— START —

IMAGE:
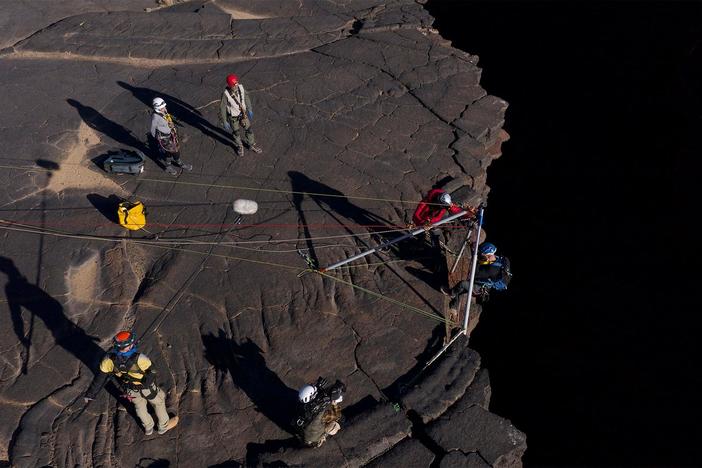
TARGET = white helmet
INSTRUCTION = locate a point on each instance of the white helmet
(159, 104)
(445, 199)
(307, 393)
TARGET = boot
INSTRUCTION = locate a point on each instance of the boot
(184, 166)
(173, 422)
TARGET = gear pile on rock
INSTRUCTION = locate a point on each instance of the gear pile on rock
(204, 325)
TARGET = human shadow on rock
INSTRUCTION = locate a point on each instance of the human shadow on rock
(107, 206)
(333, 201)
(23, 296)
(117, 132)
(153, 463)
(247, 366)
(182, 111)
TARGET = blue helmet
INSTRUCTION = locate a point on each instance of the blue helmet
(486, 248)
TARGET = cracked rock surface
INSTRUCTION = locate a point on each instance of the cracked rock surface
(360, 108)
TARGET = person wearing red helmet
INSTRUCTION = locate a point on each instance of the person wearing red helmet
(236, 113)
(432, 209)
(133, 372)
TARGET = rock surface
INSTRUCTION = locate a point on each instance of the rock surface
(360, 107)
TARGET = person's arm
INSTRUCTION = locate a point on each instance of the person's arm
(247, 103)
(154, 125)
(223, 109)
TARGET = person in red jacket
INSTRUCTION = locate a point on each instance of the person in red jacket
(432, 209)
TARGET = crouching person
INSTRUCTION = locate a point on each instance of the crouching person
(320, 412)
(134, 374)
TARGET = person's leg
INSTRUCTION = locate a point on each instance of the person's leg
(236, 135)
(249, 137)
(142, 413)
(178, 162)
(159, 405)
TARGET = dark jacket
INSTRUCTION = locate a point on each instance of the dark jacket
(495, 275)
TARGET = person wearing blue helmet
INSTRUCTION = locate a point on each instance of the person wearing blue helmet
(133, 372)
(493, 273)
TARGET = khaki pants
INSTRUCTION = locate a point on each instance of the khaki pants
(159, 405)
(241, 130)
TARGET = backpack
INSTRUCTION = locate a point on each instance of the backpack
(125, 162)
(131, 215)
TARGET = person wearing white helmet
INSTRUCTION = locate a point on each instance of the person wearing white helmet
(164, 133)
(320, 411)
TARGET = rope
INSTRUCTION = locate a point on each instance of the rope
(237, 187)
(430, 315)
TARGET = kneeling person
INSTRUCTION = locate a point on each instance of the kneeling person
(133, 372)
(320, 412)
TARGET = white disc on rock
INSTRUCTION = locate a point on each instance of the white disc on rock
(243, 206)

— END —
— START —

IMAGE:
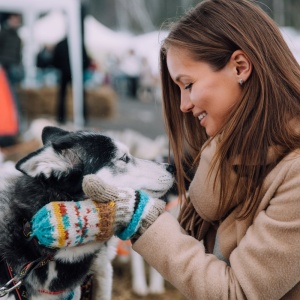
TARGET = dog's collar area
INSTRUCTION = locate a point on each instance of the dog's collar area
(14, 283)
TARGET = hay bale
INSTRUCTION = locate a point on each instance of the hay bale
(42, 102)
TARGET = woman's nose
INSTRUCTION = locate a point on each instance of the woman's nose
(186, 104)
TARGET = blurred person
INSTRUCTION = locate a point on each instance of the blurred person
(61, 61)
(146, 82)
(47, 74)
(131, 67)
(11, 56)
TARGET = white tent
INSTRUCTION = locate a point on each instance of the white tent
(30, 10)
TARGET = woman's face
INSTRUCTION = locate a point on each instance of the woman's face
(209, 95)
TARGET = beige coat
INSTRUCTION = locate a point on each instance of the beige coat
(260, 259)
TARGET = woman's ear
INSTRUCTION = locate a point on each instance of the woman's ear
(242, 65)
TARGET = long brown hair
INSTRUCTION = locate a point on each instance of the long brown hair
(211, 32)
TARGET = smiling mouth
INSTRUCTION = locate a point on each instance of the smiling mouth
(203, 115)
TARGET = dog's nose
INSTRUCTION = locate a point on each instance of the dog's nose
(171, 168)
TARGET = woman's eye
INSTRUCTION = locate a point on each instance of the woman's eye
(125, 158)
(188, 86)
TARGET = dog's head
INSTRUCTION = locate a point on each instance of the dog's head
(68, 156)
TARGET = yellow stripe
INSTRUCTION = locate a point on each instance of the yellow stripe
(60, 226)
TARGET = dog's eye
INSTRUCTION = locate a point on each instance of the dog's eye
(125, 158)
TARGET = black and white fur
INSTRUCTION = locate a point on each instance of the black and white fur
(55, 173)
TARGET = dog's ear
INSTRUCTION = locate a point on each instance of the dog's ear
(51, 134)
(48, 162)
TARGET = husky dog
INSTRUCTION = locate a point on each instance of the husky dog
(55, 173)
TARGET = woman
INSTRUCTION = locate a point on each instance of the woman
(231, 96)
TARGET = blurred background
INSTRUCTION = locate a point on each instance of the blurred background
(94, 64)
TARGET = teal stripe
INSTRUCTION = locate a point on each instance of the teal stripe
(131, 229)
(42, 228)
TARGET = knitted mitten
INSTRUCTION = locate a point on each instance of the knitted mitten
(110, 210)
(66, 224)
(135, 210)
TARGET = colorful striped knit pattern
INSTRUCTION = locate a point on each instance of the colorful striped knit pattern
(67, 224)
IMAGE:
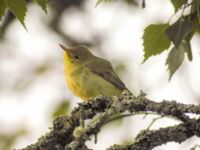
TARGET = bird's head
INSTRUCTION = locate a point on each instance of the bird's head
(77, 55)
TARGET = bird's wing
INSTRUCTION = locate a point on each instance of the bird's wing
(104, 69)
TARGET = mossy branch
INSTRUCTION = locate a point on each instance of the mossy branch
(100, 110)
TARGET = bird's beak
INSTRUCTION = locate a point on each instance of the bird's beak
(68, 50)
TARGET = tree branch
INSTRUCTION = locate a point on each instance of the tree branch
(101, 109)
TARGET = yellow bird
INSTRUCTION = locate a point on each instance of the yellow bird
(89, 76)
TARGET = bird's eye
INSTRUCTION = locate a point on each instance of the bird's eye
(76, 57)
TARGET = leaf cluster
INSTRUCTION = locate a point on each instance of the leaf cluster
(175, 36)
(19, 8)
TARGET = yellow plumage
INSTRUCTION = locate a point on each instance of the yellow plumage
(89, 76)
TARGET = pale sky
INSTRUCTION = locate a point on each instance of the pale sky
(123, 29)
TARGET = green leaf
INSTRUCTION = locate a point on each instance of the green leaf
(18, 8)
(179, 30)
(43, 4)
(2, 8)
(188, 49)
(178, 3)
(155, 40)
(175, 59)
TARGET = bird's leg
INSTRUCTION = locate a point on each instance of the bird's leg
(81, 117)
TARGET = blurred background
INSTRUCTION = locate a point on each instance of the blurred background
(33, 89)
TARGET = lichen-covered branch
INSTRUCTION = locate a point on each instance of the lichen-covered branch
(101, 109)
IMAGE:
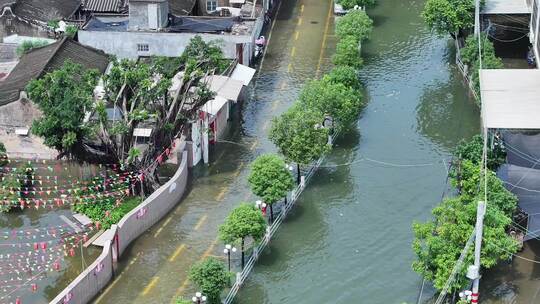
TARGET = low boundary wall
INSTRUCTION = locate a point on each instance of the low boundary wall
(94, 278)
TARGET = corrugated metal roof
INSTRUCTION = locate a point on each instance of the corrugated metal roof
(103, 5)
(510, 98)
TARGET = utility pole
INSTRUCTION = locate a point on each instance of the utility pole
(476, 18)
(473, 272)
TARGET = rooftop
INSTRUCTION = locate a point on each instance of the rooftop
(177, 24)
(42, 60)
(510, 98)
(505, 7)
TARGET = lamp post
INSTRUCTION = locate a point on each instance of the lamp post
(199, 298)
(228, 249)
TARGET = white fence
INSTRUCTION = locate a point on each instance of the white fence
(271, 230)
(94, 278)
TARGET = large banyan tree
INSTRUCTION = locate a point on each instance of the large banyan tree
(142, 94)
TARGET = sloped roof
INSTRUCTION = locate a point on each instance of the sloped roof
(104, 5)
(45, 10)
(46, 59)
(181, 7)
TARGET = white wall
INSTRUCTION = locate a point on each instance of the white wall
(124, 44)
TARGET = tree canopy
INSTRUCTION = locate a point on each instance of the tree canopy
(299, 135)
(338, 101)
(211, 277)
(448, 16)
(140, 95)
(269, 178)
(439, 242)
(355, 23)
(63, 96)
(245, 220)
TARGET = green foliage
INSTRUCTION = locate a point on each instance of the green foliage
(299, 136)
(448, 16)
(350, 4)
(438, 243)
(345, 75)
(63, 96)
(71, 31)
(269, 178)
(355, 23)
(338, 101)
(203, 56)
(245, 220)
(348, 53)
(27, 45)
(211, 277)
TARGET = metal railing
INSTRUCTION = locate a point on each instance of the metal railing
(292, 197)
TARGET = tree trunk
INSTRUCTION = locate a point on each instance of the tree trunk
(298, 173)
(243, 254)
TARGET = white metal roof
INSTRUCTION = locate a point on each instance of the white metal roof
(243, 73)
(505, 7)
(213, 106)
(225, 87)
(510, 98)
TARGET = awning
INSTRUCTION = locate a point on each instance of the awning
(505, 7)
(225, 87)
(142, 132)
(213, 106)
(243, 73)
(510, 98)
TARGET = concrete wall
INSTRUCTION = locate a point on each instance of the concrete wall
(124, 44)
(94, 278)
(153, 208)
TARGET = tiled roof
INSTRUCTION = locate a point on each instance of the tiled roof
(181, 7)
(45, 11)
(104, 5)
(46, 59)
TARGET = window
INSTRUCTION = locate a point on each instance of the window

— END —

DESCRIPTION OF THE TASK:
Could you rewrite every line of the records from the line with "TARGET = green foliage" to the line with "INSTRUCTION = locate a point on each instance of the window", both ends included, adjusting each point coordinate by -62 and leaving the other lines unchanged? Give only those lines.

RESPONSE TO THE EXERCISE:
TARGET = green foliage
INSTRUCTION = locate a point on each instance of the green foliage
(237, 74)
(386, -46)
(288, -58)
(376, 181)
(283, 13)
(1, 34)
(9, -31)
(207, 116)
(293, -39)
(276, 39)
(141, -6)
(183, 158)
(286, -9)
(-35, -17)
(149, 215)
TARGET = metal railing
INSTRUCTION = locate a point on each instance of the metal railing
(230, 135)
TARGET = tree trunk
INSTRUCTION = locate a point on each instance of the tree trunk
(236, 111)
(181, 192)
TARGET = white metal roof
INSTRUCTION = locate a point on each instance of the white metal roof
(181, 11)
(443, -55)
(151, 44)
(163, 25)
(448, 36)
TARGET = awning
INSTRUCTION = locate a point on each instance of the awning
(443, -55)
(163, 25)
(80, 70)
(151, 44)
(181, 11)
(448, 36)
TARGET = concrete wall
INSTRUCTION = locate a point on each instance of the concrete wall
(62, -18)
(32, 216)
(91, 146)
TARGET = tiled roof
INSTRUCTION = locate a point on each instance of the tiled roof
(119, -55)
(-17, -51)
(42, -57)
(-16, -3)
TARGET = window
INSTRUCTION = locate a point on each instance of the window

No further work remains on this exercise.